National Geographic's Intimate Portraits: Flint, Mich., a City Where the Water Poisons
Portraits of Flint and the emotional toll of a city living without clean water.
-- National Geographic has released striking portraits by photojournalist Wayne Lawrence depicting residents of Flint, Michigan, amid the ongoing tainted-water crisis there. The full story and images can be viewed from this link.
An estimated 12,000 children have been exposed to lead-tainted water in Flint and a possibly related outbreak of Legionnaire's Disease might be linked to the tainted water, according to National Geographic.Flint has been reconnected to Detroit’s water supply system but lead remains a threat from the pipes, authorities say.
Meanwhile, Flint residents are left to do daily routine activities such as washing, cooking, bathing and drinking with bottled water. The following are portraits and the words of some of those residents, as seen in National Geographic.
Mary and Pastor Franklin D. Johnson
“I’m just hurt,” Mary Johnson says. “I’m devastated. Because they told us lies after lies (‘The water is OK’), and I believed in my government. Flint is not rich, it’s minority. Poor whites, poor blacks … and they knew about it? That hurts. If it wasn’t for the doctor at Hurley Medical Center, testing our children, we would be still drinking the water.”
Alvon Leighton
“You know how many babies here is affected now man, for the rest of their lives? And to my understanding and my little research it’s irreversible once you get lead poison in the brain," Leighton says. "It’s nothing you can do about it. And it’s like giving a whale a tic tac for bad breath man, giving us a case a water a day. How we supposed to bathe, man? I got a wife, and I got a daughter here. I need way more than one case of water now. The people in charge need to take responsibility for what they’ve done to this city, man! People out here are mad as hell man, and I’m one of ‘em.”

== == ==

→ What you are asked to do:
Carry on the Flint water crisis portrait piece, starting after Alvon Leighton's quote.

== == ==

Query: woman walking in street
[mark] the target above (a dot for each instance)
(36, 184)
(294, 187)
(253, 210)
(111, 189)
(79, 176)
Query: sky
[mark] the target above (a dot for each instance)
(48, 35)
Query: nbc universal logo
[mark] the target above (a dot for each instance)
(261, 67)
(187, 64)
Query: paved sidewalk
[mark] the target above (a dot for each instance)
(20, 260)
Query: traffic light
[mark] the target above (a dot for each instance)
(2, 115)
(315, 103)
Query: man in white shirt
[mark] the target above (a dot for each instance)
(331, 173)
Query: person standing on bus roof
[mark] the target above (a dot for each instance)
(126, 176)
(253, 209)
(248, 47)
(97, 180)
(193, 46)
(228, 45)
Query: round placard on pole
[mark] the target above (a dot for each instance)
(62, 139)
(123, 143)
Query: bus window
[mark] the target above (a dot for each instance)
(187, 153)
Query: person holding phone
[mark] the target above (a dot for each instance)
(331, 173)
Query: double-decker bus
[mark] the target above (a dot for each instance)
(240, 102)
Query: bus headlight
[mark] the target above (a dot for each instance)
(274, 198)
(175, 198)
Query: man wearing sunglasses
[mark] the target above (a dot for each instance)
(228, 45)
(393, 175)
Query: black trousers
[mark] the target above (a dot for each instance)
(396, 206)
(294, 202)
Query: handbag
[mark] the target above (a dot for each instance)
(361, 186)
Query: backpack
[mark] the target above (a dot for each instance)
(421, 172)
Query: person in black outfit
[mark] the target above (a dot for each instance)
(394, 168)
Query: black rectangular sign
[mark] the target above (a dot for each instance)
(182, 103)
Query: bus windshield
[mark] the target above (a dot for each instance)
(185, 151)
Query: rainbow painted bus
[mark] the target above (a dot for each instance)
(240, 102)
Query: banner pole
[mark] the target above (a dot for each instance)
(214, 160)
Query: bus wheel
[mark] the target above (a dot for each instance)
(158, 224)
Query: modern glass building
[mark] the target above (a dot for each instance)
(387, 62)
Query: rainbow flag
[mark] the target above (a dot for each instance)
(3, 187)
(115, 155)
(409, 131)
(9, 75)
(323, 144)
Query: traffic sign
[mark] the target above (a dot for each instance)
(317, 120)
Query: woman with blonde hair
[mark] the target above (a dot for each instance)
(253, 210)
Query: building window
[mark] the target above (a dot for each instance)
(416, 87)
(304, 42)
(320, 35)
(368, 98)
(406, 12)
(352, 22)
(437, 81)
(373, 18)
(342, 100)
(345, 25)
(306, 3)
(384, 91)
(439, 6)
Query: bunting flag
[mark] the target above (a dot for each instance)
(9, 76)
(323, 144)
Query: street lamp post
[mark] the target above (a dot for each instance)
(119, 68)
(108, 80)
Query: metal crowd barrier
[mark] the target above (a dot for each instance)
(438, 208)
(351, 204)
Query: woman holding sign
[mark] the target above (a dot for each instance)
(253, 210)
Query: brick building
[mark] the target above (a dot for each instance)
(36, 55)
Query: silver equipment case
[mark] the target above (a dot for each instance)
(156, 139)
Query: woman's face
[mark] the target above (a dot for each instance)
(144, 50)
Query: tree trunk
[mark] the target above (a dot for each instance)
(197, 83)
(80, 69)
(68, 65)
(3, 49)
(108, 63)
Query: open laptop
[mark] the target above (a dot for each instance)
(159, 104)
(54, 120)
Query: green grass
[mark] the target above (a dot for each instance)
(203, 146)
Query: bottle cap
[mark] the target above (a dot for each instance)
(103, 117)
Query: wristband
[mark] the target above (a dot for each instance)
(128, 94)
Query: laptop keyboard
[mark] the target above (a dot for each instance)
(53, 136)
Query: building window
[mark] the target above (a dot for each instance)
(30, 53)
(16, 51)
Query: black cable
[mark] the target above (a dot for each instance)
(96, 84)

== == ==

→ Task response:
Nisa Lanoue and Brian Contreras
“There’s people out here that feed their kids formula. They’re feeding their babies and stuff with this water,” Lanoue says. “They have no choice because they don’t have a car to get out and go get the free water that’s being given. They don’t have the money to afford it and these kids are getting sick.”
Julie Bennett
Julie Bennett stops for a photograph after collecting her daily case of water from Firehouse #3. Located on Martin Luther King Avenue, it is one of five firehouses that have become water resource sites in Flint, Michigan
Julie, Antonio, and India Abram
Siblings Julie, Antonio, and India Abram collect their daily allowance of bottled water from Fire Station #3. Located on Martin Luther King Avenue, it is one of five firehouses that have become water resource sites in Flint, Michigan.